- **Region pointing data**

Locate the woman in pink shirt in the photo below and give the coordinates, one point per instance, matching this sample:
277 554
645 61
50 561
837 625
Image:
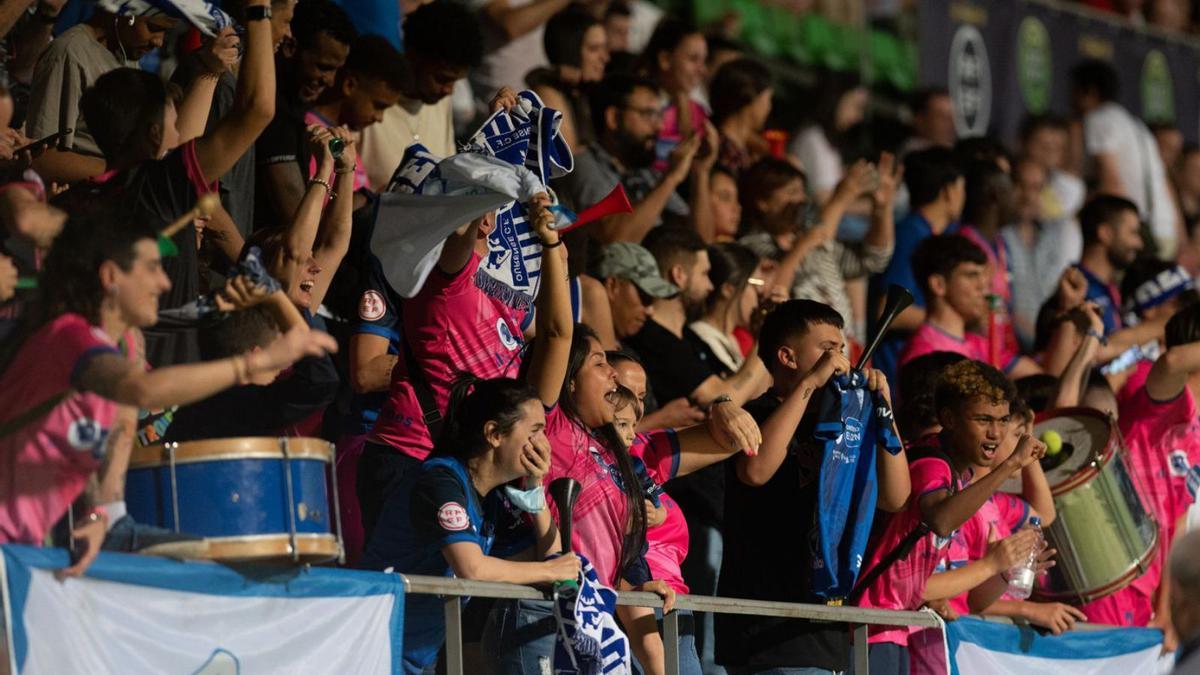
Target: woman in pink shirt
63 377
610 515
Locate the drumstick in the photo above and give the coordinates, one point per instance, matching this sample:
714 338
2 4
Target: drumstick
203 208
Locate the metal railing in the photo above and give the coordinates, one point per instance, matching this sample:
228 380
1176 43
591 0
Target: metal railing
857 617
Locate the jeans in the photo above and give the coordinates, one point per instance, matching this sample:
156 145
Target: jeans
381 469
786 670
887 657
702 569
129 536
519 638
689 662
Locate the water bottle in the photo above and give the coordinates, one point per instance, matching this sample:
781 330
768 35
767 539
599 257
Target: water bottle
1020 578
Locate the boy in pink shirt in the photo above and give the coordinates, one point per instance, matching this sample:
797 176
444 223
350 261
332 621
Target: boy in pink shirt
972 402
1161 430
953 275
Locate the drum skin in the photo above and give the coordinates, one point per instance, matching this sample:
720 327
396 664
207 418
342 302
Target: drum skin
235 494
1104 536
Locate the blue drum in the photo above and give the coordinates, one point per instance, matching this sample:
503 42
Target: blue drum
250 499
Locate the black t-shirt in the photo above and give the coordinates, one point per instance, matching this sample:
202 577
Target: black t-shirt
767 556
160 191
675 368
283 142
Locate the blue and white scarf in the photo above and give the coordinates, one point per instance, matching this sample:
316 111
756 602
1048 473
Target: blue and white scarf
589 641
527 136
204 16
427 198
852 424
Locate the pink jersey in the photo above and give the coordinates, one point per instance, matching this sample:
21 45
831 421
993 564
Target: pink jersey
1164 463
903 585
48 461
1005 513
360 173
451 327
600 515
667 543
929 339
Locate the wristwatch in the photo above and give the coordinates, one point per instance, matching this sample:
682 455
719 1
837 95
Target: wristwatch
258 12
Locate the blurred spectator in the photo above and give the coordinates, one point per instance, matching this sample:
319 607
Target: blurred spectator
513 42
676 59
1038 248
424 112
576 46
1122 155
306 67
1044 141
741 95
933 120
71 64
840 103
628 119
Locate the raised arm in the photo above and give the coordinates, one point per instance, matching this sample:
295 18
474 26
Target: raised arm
780 426
1170 372
648 211
945 512
552 348
253 103
114 377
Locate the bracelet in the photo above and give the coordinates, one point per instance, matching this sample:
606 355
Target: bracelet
240 370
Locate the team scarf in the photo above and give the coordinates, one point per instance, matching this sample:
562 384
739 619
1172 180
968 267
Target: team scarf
427 198
204 16
588 641
527 136
851 419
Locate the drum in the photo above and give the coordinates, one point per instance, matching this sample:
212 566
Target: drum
1105 538
250 499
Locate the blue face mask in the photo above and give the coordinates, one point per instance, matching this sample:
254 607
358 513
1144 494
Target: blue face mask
529 501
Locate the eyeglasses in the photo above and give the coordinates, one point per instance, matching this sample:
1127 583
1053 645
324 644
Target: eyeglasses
648 114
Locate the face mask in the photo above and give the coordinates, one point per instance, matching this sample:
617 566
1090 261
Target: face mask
529 501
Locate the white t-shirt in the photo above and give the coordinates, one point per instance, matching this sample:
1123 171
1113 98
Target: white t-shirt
1111 130
821 161
505 63
403 124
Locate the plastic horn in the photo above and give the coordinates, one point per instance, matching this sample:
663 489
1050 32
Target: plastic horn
898 299
564 491
204 207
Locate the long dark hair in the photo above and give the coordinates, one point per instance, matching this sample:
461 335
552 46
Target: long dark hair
631 545
733 264
473 404
70 278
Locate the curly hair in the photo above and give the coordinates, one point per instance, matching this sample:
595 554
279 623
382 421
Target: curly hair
969 381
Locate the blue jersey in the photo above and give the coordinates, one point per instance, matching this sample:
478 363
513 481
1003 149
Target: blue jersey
436 507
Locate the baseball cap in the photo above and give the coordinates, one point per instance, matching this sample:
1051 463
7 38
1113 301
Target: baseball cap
624 260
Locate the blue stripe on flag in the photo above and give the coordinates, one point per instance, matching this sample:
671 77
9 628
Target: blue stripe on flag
1026 641
207 578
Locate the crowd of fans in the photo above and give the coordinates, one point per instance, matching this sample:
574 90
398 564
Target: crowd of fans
672 363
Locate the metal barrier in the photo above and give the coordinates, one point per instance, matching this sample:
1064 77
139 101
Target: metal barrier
857 617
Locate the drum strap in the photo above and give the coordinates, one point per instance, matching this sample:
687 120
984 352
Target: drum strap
905 547
31 414
430 411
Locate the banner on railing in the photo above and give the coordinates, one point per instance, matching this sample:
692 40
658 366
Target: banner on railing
1002 61
142 614
985 647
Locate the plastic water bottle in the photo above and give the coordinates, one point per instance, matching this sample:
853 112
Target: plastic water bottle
1020 578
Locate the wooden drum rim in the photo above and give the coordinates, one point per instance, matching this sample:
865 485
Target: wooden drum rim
221 449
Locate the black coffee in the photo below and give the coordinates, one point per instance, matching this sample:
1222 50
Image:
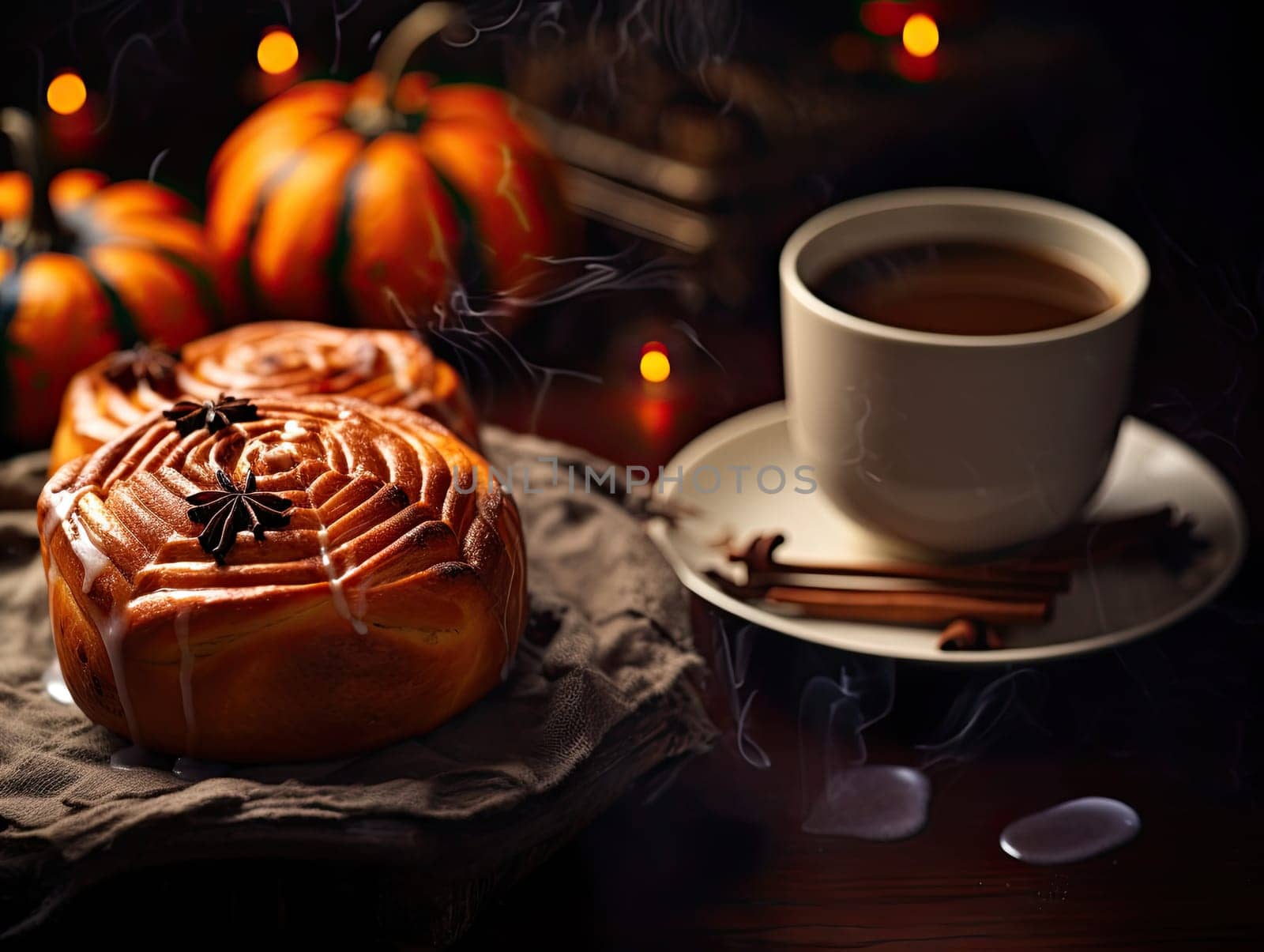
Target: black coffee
964 288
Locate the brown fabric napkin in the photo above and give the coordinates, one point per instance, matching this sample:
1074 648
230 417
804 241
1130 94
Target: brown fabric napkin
596 698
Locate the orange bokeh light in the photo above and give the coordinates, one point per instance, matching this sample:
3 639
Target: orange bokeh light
655 366
67 94
920 36
277 54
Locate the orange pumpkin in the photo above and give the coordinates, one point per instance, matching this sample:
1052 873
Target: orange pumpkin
88 269
371 199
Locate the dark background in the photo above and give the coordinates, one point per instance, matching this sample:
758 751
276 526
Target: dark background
1149 117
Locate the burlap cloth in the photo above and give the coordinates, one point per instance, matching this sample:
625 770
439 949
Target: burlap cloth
596 699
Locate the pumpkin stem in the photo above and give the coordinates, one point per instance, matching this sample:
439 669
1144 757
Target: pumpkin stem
404 41
41 228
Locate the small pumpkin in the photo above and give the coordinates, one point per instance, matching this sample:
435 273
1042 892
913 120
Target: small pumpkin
370 199
86 269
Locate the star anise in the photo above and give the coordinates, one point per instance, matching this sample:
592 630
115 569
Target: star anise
212 414
229 510
143 362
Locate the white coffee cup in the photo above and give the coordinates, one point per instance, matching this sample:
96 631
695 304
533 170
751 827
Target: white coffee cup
958 442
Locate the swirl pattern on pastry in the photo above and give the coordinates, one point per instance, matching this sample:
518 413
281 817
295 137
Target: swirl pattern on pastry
277 358
391 600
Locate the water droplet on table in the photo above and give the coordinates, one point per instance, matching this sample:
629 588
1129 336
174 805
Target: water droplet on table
56 686
872 802
1071 831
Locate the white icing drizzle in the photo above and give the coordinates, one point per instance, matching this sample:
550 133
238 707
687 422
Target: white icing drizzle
62 503
335 585
111 629
186 676
111 626
55 684
92 559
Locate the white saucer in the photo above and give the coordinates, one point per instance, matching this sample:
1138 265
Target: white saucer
1105 606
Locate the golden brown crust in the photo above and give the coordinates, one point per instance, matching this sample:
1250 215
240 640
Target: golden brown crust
389 602
277 358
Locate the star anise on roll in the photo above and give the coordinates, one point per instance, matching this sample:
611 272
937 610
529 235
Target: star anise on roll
233 509
214 415
143 362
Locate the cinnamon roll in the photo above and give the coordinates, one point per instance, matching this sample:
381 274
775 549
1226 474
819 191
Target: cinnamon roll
383 367
281 579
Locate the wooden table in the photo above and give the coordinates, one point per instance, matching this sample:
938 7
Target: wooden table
718 859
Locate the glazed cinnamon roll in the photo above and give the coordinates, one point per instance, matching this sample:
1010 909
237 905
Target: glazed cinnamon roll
383 367
281 579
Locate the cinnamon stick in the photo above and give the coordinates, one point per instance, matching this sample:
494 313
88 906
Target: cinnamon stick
929 607
1103 539
760 562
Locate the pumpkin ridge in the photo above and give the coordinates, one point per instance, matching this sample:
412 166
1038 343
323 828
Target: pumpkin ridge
338 258
250 291
120 315
472 271
10 299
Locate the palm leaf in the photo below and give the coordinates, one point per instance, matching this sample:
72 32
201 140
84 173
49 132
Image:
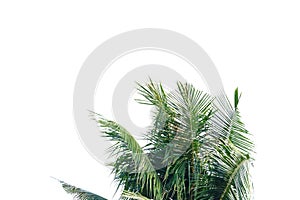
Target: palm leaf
132 167
79 193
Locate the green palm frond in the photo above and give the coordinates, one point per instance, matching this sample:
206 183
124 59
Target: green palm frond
130 156
131 195
79 193
198 148
228 125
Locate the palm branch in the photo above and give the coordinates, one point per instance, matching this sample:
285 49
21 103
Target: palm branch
198 148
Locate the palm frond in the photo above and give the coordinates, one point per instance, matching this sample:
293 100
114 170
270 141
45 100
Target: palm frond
132 168
131 195
79 193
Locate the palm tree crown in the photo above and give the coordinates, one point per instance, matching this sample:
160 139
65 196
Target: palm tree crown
197 148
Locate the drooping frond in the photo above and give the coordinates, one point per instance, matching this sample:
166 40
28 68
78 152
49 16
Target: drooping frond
134 196
228 177
79 193
198 148
228 125
132 168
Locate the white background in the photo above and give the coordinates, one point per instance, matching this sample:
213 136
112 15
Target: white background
254 44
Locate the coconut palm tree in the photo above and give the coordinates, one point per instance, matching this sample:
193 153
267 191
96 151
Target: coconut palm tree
197 148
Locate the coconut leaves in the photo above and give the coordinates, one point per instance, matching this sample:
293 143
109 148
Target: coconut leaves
198 148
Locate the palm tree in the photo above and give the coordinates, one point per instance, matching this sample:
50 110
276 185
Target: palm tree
197 148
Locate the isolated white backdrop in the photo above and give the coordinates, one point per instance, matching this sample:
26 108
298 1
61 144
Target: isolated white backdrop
254 44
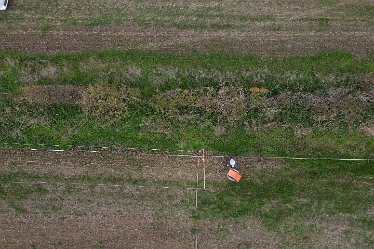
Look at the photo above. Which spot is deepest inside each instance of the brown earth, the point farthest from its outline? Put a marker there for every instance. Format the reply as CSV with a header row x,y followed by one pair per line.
x,y
259,27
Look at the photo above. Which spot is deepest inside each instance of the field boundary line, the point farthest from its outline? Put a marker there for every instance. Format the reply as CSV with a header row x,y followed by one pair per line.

- **Task**
Return all lines from the data above with "below" in them.

- **Exercise response**
Locate the woman in pink shirt in the photo below and give the coordinates, one point per instance, matching this sample:
Locate the black coffee in the photo below and give the coordinates, one point per instance, matching this sample:
Locate the palm leaf in the photo below and give the coordinates, one point per instance, matching this sample:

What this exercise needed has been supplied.